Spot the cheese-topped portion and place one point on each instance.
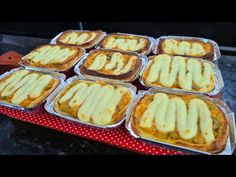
(77, 38)
(180, 72)
(173, 114)
(113, 64)
(94, 102)
(51, 54)
(125, 43)
(24, 87)
(187, 48)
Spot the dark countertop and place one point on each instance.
(18, 137)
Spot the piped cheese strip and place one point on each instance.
(15, 78)
(95, 102)
(90, 103)
(41, 83)
(125, 44)
(16, 84)
(23, 84)
(76, 38)
(50, 54)
(165, 69)
(171, 114)
(99, 62)
(116, 63)
(81, 94)
(101, 115)
(104, 112)
(183, 48)
(70, 93)
(24, 92)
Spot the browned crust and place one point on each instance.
(118, 115)
(40, 99)
(86, 45)
(126, 76)
(215, 147)
(210, 87)
(209, 56)
(145, 50)
(67, 64)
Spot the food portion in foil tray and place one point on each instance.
(126, 42)
(112, 64)
(83, 38)
(27, 88)
(179, 72)
(186, 47)
(93, 102)
(183, 120)
(53, 57)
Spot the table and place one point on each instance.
(18, 137)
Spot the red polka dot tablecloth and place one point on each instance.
(118, 137)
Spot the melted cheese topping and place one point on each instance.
(116, 63)
(125, 44)
(95, 101)
(172, 46)
(50, 54)
(173, 114)
(23, 85)
(165, 70)
(78, 38)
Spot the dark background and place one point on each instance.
(223, 33)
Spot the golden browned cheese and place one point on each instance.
(95, 102)
(124, 42)
(111, 64)
(187, 47)
(53, 56)
(185, 120)
(85, 39)
(180, 73)
(26, 88)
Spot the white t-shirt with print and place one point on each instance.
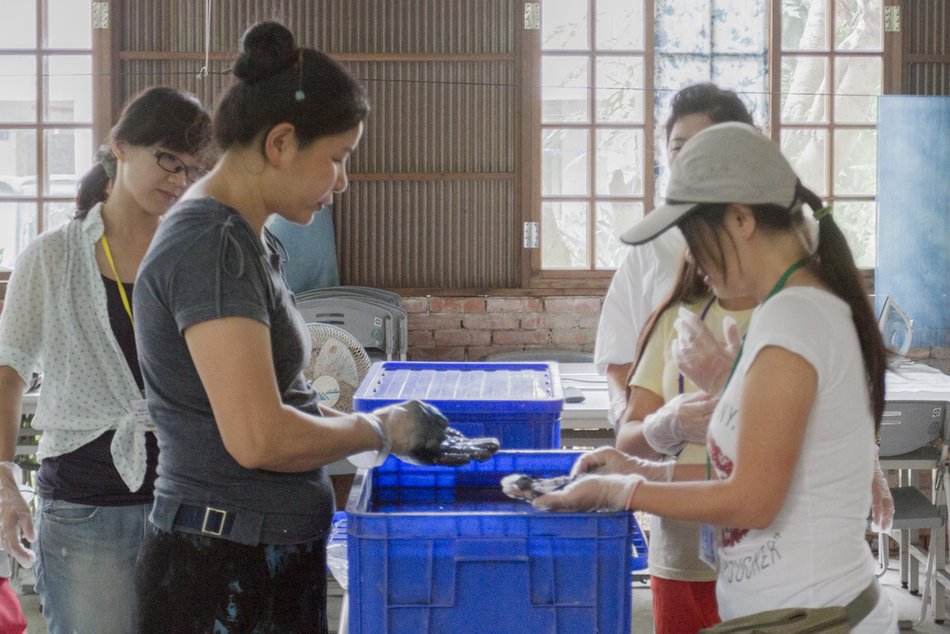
(814, 554)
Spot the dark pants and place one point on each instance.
(189, 583)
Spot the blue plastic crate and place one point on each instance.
(518, 403)
(442, 550)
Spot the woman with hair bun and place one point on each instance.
(243, 503)
(68, 315)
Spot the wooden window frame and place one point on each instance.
(534, 277)
(102, 91)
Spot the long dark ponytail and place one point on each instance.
(832, 262)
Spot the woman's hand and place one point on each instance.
(610, 461)
(592, 493)
(699, 355)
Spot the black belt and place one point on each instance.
(206, 520)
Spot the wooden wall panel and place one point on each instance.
(432, 201)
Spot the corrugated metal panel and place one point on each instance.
(429, 116)
(338, 26)
(438, 117)
(431, 234)
(927, 33)
(929, 27)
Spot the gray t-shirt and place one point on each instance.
(206, 263)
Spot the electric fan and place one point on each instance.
(337, 365)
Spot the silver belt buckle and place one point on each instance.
(218, 513)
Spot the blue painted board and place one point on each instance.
(913, 230)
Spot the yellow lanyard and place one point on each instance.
(118, 280)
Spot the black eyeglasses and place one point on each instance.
(174, 165)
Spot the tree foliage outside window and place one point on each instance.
(596, 170)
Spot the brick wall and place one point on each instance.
(471, 328)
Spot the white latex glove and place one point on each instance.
(682, 419)
(882, 503)
(591, 493)
(610, 461)
(16, 521)
(404, 429)
(699, 355)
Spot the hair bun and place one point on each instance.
(266, 49)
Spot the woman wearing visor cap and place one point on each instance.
(792, 439)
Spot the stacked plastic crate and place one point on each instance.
(441, 549)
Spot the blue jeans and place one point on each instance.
(85, 566)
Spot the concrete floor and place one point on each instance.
(908, 607)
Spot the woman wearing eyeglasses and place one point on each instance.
(68, 314)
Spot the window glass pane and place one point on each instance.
(859, 25)
(564, 89)
(564, 232)
(620, 92)
(855, 164)
(17, 229)
(739, 27)
(18, 26)
(17, 159)
(804, 89)
(564, 165)
(70, 24)
(18, 97)
(805, 25)
(69, 89)
(57, 214)
(857, 86)
(805, 150)
(619, 24)
(674, 72)
(564, 25)
(747, 75)
(619, 166)
(612, 219)
(858, 223)
(682, 26)
(68, 154)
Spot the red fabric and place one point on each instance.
(683, 607)
(12, 619)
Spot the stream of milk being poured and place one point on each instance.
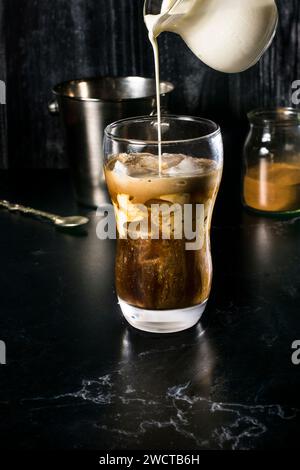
(154, 43)
(228, 35)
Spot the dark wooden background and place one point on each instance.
(44, 42)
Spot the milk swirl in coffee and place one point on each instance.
(157, 276)
(161, 273)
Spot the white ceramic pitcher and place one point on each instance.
(228, 35)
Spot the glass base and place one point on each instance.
(162, 321)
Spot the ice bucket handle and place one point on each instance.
(53, 107)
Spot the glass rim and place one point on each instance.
(280, 116)
(171, 117)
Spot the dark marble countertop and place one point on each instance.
(77, 376)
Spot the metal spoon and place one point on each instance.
(57, 220)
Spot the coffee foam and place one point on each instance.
(137, 175)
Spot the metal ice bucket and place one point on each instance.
(86, 107)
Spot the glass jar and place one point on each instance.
(271, 177)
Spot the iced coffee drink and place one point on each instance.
(163, 202)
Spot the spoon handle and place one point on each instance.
(27, 210)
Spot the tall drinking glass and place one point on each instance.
(163, 207)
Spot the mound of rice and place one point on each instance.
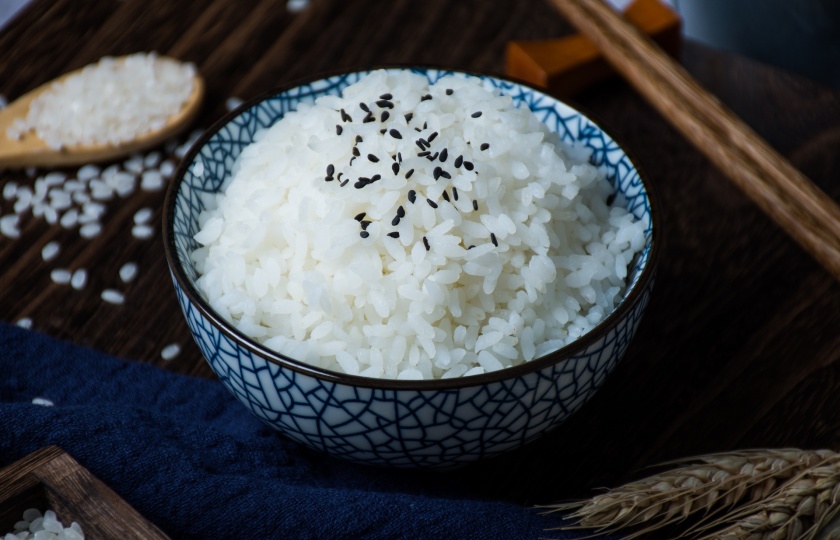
(413, 231)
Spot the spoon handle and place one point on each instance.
(808, 215)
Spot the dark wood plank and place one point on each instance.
(739, 346)
(51, 479)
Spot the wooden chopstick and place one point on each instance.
(807, 214)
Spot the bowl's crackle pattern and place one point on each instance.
(443, 423)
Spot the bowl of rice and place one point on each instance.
(410, 267)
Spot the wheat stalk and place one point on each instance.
(799, 509)
(707, 484)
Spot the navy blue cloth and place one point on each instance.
(195, 462)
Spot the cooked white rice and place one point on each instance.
(355, 264)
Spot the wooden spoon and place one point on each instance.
(31, 150)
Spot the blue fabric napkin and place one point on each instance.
(192, 460)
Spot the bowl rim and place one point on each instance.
(632, 298)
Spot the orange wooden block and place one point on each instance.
(568, 66)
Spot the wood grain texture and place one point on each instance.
(739, 346)
(51, 479)
(805, 212)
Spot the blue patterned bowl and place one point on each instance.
(440, 423)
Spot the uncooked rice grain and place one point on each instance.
(50, 251)
(112, 296)
(79, 279)
(128, 272)
(37, 526)
(142, 232)
(170, 351)
(527, 258)
(116, 100)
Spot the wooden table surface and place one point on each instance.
(740, 346)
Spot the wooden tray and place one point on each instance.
(51, 479)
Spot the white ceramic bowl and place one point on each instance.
(439, 423)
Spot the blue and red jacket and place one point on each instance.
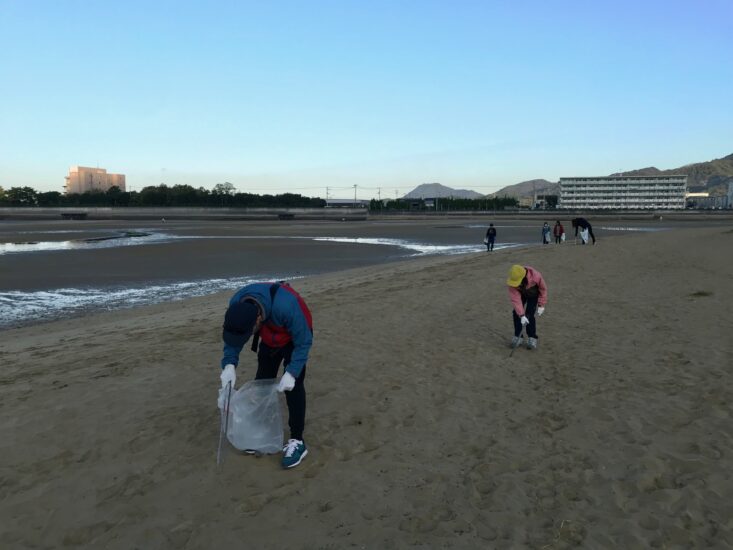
(287, 319)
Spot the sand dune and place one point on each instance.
(423, 431)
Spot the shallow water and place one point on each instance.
(51, 277)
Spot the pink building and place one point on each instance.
(82, 179)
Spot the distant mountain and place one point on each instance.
(712, 176)
(528, 188)
(436, 190)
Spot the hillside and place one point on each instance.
(712, 176)
(436, 190)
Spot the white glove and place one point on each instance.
(287, 382)
(228, 374)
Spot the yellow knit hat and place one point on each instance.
(516, 274)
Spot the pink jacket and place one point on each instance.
(534, 278)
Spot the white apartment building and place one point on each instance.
(624, 192)
(82, 179)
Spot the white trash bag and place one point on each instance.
(255, 418)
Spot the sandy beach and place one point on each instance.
(423, 431)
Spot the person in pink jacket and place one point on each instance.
(528, 293)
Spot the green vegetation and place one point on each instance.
(223, 195)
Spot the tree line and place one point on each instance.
(225, 195)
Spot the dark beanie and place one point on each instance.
(239, 322)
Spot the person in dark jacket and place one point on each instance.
(558, 231)
(586, 229)
(490, 237)
(546, 233)
(283, 328)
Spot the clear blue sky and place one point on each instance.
(303, 95)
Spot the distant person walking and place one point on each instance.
(490, 237)
(528, 294)
(279, 317)
(585, 229)
(546, 233)
(559, 232)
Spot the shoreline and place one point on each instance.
(615, 432)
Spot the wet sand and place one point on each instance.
(423, 431)
(224, 249)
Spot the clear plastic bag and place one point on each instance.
(255, 417)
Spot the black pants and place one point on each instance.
(268, 363)
(530, 307)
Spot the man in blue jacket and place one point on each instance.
(283, 329)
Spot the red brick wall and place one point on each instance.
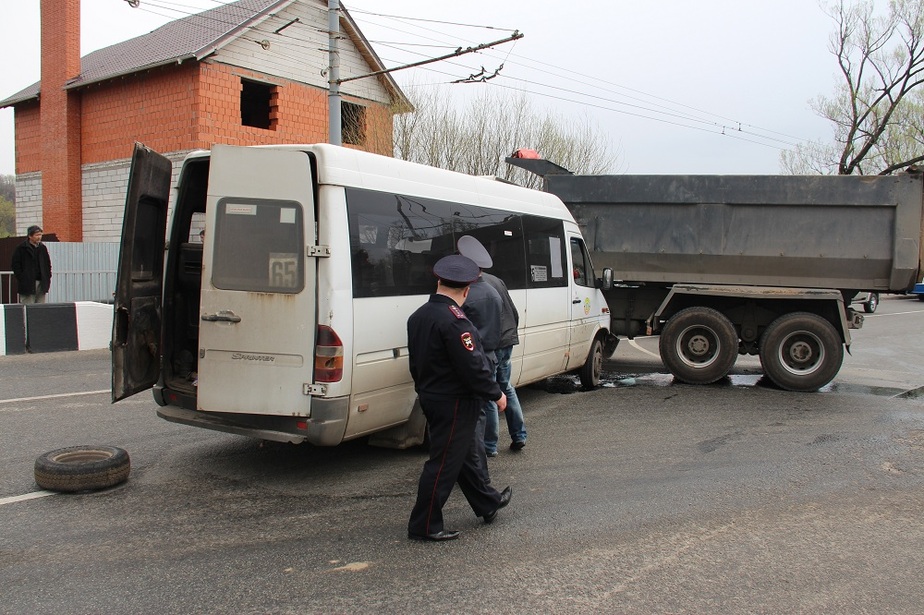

============================================================

Exercise details:
Leaving out the pictures, return exactly the lines from the one that contains "Spot the shoreline" through the last line of the records above, inclusive.

Your response:
Spot the shoreline and place one point on each instance.
(615, 432)
Spot the wet sand and place one point on each instance.
(423, 431)
(224, 249)
Spot the clear plastic bag and place one point on each instance.
(255, 417)
Spot the black pants and place one point on each instance.
(268, 363)
(530, 307)
Spot the man in blue jacket and place one point on each instance.
(283, 329)
Spot the red brick wall and place one point on each instance.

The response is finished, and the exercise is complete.